---- Information provided

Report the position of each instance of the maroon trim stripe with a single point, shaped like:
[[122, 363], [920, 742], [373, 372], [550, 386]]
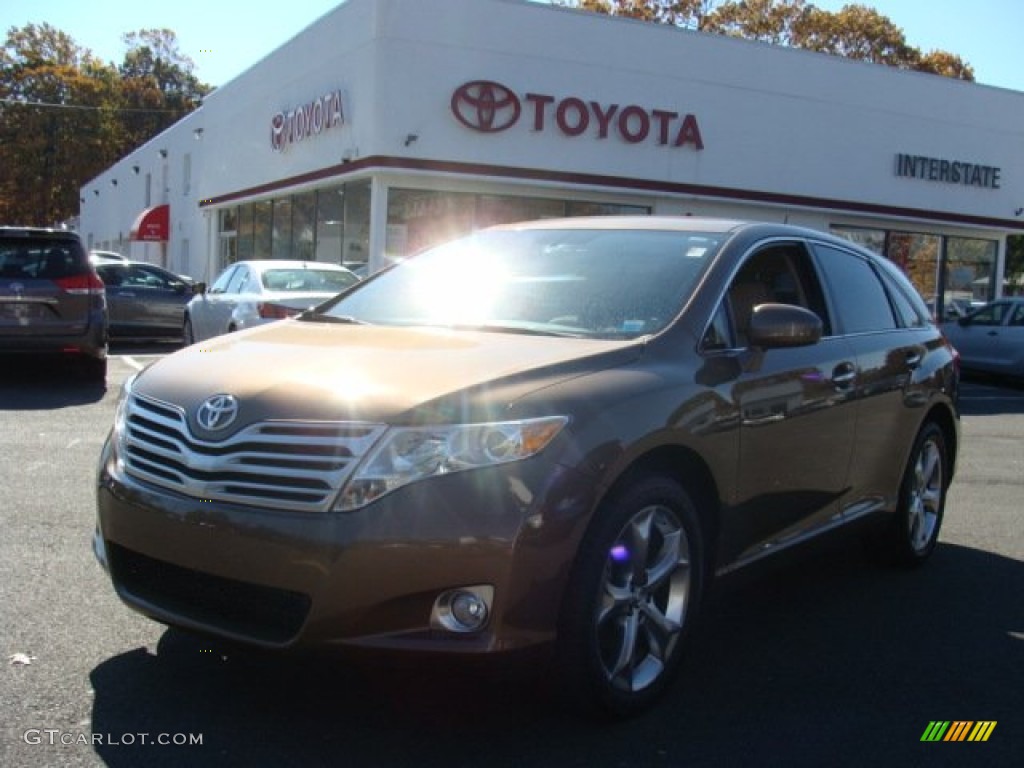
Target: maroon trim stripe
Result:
[[616, 182]]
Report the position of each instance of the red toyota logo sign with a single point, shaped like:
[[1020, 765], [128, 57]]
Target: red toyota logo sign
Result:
[[489, 108], [485, 105]]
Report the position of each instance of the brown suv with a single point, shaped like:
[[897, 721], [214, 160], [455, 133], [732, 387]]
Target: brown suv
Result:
[[51, 301], [544, 435]]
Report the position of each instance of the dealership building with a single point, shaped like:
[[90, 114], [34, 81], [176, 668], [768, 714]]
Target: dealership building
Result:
[[390, 125]]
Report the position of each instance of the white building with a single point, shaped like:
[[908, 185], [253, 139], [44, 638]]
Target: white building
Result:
[[390, 124]]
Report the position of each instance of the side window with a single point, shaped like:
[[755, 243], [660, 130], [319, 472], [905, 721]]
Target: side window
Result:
[[908, 315], [778, 273], [989, 315], [221, 285], [238, 280], [719, 333], [857, 294], [1018, 318], [155, 279]]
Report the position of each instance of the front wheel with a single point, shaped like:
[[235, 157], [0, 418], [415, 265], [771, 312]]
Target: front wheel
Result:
[[632, 598], [922, 501]]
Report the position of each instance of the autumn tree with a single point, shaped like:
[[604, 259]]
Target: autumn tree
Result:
[[854, 32], [158, 87], [50, 126], [66, 116]]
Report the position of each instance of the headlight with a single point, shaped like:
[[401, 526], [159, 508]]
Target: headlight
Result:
[[410, 454], [121, 422]]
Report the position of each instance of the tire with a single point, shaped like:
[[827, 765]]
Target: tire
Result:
[[93, 371], [633, 595], [914, 532]]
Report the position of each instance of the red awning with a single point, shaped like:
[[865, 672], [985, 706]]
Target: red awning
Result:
[[153, 225]]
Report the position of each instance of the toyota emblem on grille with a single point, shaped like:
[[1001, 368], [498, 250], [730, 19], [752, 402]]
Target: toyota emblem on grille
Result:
[[218, 412], [485, 105]]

--------

## What you have to do
The answer is a faithful copy of the records above, with the pictures removed.

## Solution
Report the position of each instance of the maroon trim stripe with a single point, shaped like:
[[122, 363], [920, 742], [373, 372], [550, 386]]
Target: maroon trim stripe
Result:
[[616, 182]]
Report the position of each instance of the red toyota logo sign with a single point, shaped like:
[[1020, 765], [128, 57]]
Target: red toyota logo sign
Result:
[[489, 108], [485, 105]]
Report the position of each instance of the brown suv with a single point, shaped like:
[[897, 721], [214, 160], [455, 133], [732, 387]]
Target: brown suv
Result:
[[51, 301], [544, 435]]
Report the position of each instance of the dealership building with a single point, shaped like:
[[90, 114], [34, 81], [176, 668], [768, 714]]
Target: dealership building
Result:
[[390, 125]]
Report the position of each instance of the white building with a single point, shaped like:
[[908, 185], [253, 139], [44, 638]]
Target: white building
Result:
[[390, 124]]
Report the position of each instance of the side window with a single point, shaped like:
[[755, 243], [660, 130], [319, 472], [905, 721]]
Target: side window
Result:
[[908, 315], [778, 273], [989, 315], [221, 285], [238, 280], [719, 333], [857, 294], [1018, 318], [155, 279]]
Report the position of each instance of the front wheel with a single point, shaped like:
[[235, 157], [0, 418], [415, 265], [771, 312]]
Target: front wheel
Result:
[[632, 598], [922, 501]]
Report the position of each instance of the autumn tree with a single point, shaped like:
[[604, 259]]
Target: autumn tree
Result:
[[854, 32], [158, 87], [50, 126], [66, 116]]
Report the position of each instance of the headlight with a single point, shaped like:
[[401, 526], [159, 508]]
Target: headlight
Result:
[[410, 454], [121, 422]]
Report the position of each instance of the tire with a single point, shaped like:
[[827, 765]]
Target: tire
Result:
[[93, 371], [633, 595], [914, 532]]
Report the position of each instance of the red awning with a single point, shaped like:
[[865, 672], [985, 706]]
Target: red awning
Result:
[[153, 225]]
Report the position of each instance of the toyota emblem on grille with a single point, shaped like:
[[1001, 368], [498, 250], [730, 19], [752, 402]]
Target: toyota emblem on grille
Result:
[[218, 412], [485, 105]]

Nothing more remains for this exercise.